AIM OF THE EXERCISE: Reproduce the rows from the line containing "Query: wood plank floor" through the line containing "Query: white ceiling", swapping "cabinet drawer" for "kitchen drawer" and leaving everything else untouched.

RECORDS PROVIDED:
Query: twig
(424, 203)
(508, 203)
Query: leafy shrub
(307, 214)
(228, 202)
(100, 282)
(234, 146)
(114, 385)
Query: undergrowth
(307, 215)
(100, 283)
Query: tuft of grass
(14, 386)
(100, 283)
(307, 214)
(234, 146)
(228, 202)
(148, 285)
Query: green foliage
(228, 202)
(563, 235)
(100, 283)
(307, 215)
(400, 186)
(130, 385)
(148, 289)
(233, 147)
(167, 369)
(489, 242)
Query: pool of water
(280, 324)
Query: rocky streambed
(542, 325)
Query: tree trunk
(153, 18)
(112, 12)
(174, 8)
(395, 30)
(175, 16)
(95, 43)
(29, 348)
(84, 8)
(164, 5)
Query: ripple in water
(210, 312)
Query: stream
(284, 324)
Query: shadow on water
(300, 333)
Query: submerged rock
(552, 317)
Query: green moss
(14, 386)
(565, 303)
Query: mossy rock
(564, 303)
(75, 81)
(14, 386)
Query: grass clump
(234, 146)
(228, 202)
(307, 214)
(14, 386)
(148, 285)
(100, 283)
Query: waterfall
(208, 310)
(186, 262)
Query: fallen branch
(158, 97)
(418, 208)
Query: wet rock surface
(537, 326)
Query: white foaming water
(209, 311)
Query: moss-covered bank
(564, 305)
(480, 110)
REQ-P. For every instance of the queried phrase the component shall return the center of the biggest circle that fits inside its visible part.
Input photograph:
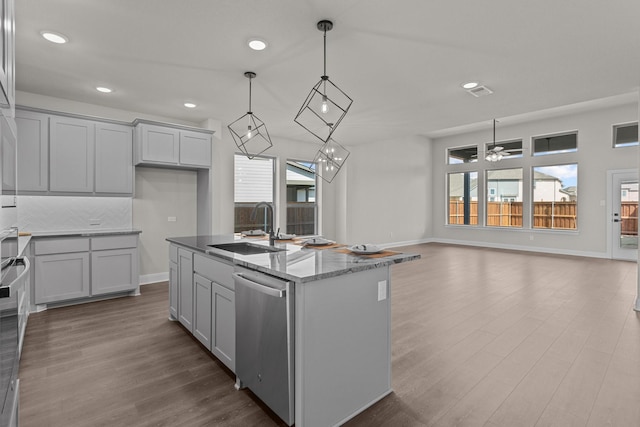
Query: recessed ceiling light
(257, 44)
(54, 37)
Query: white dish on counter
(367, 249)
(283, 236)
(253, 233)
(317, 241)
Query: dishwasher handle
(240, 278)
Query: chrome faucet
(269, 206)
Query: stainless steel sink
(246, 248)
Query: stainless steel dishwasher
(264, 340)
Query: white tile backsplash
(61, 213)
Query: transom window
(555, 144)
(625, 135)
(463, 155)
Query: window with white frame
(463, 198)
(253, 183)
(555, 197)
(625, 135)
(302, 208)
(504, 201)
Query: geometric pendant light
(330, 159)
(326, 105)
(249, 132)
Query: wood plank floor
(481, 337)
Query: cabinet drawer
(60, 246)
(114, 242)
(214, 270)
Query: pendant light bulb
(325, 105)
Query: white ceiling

* * *

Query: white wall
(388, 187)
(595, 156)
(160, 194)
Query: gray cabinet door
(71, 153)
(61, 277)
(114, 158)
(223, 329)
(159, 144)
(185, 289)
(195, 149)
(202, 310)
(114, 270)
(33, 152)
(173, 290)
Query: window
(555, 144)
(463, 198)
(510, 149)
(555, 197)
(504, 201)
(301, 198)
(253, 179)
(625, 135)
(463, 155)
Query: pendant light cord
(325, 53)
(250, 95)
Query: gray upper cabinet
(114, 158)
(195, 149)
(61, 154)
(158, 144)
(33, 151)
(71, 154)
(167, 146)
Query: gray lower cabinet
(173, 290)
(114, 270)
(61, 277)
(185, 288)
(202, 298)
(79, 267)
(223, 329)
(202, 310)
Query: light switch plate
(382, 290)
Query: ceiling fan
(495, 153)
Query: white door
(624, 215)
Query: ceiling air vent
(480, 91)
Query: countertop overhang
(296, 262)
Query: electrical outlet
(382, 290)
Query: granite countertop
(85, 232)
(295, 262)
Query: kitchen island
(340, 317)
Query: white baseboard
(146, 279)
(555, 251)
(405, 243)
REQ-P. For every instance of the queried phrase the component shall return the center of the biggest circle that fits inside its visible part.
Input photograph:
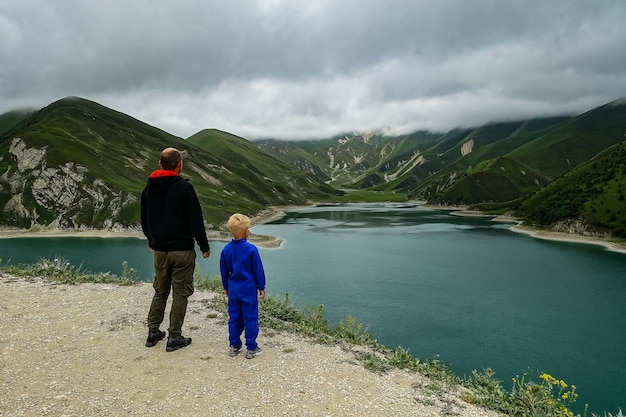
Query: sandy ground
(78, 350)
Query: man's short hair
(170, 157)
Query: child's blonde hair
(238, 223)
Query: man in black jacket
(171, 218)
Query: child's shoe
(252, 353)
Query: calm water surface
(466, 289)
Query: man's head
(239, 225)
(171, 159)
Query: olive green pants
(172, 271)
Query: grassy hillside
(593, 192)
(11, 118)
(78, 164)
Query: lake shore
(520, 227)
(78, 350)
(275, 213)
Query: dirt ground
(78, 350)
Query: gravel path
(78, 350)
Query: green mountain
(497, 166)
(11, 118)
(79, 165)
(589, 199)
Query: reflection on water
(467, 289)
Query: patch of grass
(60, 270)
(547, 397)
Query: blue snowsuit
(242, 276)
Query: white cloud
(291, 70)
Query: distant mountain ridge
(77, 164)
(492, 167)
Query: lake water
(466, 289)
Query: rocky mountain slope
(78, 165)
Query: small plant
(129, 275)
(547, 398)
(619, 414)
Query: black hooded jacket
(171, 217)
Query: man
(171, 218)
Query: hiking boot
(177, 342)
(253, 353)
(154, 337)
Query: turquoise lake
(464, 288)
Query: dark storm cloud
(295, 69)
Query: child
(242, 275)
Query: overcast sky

SOLUTION FOR THIS TASK:
Query: wood plank floor
(481, 337)
Query: kitchen drawer
(60, 246)
(114, 242)
(214, 270)
Query: pendant light bulb
(325, 105)
Query: white ceiling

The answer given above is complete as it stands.